- DIRECTIONS
What is needed is an exact reproduction of the listing, without its pictures.

- AVAILABLE DATA
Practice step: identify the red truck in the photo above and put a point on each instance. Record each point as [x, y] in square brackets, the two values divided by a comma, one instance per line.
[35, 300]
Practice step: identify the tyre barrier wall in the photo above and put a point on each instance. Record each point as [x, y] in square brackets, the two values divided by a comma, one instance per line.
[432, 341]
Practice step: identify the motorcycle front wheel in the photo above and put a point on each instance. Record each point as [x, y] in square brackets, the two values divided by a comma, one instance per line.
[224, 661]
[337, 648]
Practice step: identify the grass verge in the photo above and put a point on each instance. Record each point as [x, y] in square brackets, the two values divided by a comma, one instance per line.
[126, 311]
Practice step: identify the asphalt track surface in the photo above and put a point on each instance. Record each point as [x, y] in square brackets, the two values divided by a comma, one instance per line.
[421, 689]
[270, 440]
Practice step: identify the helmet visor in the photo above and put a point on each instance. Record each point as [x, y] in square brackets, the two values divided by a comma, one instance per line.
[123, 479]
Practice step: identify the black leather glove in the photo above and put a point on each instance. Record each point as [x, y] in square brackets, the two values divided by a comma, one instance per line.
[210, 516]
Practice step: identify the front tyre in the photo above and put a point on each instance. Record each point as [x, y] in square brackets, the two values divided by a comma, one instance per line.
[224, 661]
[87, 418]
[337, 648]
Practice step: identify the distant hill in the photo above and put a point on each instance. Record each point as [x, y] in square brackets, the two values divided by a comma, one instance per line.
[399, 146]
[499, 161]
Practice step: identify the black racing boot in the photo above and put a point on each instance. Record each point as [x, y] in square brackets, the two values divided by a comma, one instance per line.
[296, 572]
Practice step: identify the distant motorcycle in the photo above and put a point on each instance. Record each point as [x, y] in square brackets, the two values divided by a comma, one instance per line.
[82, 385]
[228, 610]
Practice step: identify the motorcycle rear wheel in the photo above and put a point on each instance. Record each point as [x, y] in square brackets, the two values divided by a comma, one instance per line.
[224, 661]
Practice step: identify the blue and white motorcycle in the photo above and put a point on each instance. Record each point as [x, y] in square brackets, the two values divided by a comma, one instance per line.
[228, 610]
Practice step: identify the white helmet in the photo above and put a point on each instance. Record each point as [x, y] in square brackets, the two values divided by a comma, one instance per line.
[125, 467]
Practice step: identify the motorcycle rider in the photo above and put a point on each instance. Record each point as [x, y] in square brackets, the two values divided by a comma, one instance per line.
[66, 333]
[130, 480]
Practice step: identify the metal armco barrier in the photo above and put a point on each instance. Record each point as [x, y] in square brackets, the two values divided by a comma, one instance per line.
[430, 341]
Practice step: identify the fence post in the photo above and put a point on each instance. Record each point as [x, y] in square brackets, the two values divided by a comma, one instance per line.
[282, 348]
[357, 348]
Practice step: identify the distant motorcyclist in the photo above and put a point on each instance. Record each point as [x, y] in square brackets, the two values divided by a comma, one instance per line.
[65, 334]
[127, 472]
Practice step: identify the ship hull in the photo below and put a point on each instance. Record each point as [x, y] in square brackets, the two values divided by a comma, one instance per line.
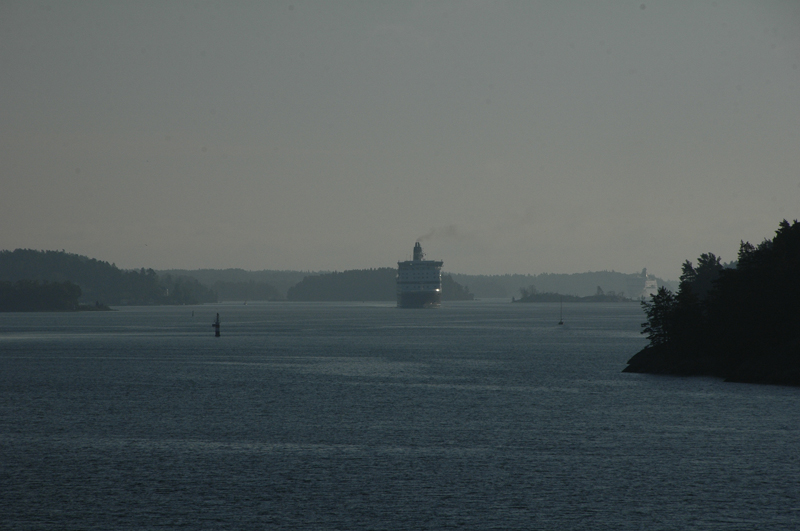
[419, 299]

- YOUR RESPONSE
Practice step: identify the red truck in the photo above and put a point on each instance. Record each point as [x, y] in square brackets, the two values divided by a comma, one instance per line.
[35, 300]
Practice step: identify the tyre barrier wall in the photo above and put a point on each instance. Record each point as [x, y] in square brackets, the two values divided by a comma, one instance per line.
[432, 341]
Practice step: identify the motorcycle front wheel in the photo above and put a point on each instance. Record each point as [x, y] in square brackets, the two values divided by a comma, one instance per line.
[224, 661]
[337, 648]
Practice step: identify the grass verge in the photo above and put a point on each instance. Record each point as [x, y] in square brackets, the two values divided by a comma, one instance per line.
[126, 311]
Practice step: identify the asphalt track surface in the photo above and put a point on each instance. Record each point as [x, y] in square brackets, the two values divided by a comma, one instance per line.
[421, 689]
[270, 440]
Practice step: identify the helmet visor in the photo above and put a point on each instance. Record each point as [x, y] in square brackets, the two values divided by a comma, one instance per line.
[123, 479]
Practice step: identify the black leather glove in the photo above and put a point on each instance. Record each point as [x, y] in square brackets, the two values divided by a comma, one instance per line.
[210, 516]
Practice step: identify the front tyre in the photo above and put a point on each instance. Record each point as [x, y] in square brackets, the two values divided by a comma, one instance per line.
[224, 661]
[87, 418]
[337, 648]
Practice step: identify the distant hill in the photo above and put a point on each instance. Record each point as [x, y] in square brackets, the two values divided by a comma, one instance per line.
[399, 146]
[499, 161]
Practice step: identify the black racing boot in the photo above and put a point on each instance. Record each point as [x, y] in square brackets, the two values divided by a comma, one instance per line.
[296, 572]
Practice step: identify the distant motorcycle in the photo above and put a point on each instance. Record each point as [x, y] in square brackets, the two values divided by a comma, one instance per line.
[82, 385]
[228, 610]
Practice step: identify the motorcycle rear wheel in the photo above and put a point on each instance. Record each point as [x, y] in square brackets, the two values divided by a comma, one instance per line.
[224, 661]
Practice step: identify the blue and white motorcycle in the photo above and put a point on each instance. Record each point as [x, y] in square brackets, the two values divided by a comma, one instance per line.
[228, 610]
Practice step: identify the white helmet in the photo above and put a point on each instance. Record each point as [x, y] in square brackets, the two values divided by a comma, one instance per line.
[125, 467]
Practice step: identify the motorcycle rider in the photo above and put a point on each instance. Record each point as [x, y] in square brackets, the two values divided by a comma, one instance per line.
[66, 333]
[130, 480]
Practice step: identify the metal armco barrier in the photo above and put a point on each instance. Record each point as [x, y] in square brackets, the two values divided by a comma, one instance per line.
[430, 341]
Practice step: identify the fence post in the photo above and put a point on each instance. Record each point as [x, y] in square brackets, the two values divided by a comma, one instance per line.
[282, 348]
[357, 348]
Practice step: identify the distant motorcyclist in the photo above and put a point on each instance. Record each point as [x, y] in square brackets, the two values divided by a comma, one instance per line.
[65, 334]
[127, 472]
Practice step: identify the ship hull in the photo below and put a point on each instance. Record each point as [x, y] in square brackets, the two values divided by a comma, one instance per line.
[419, 299]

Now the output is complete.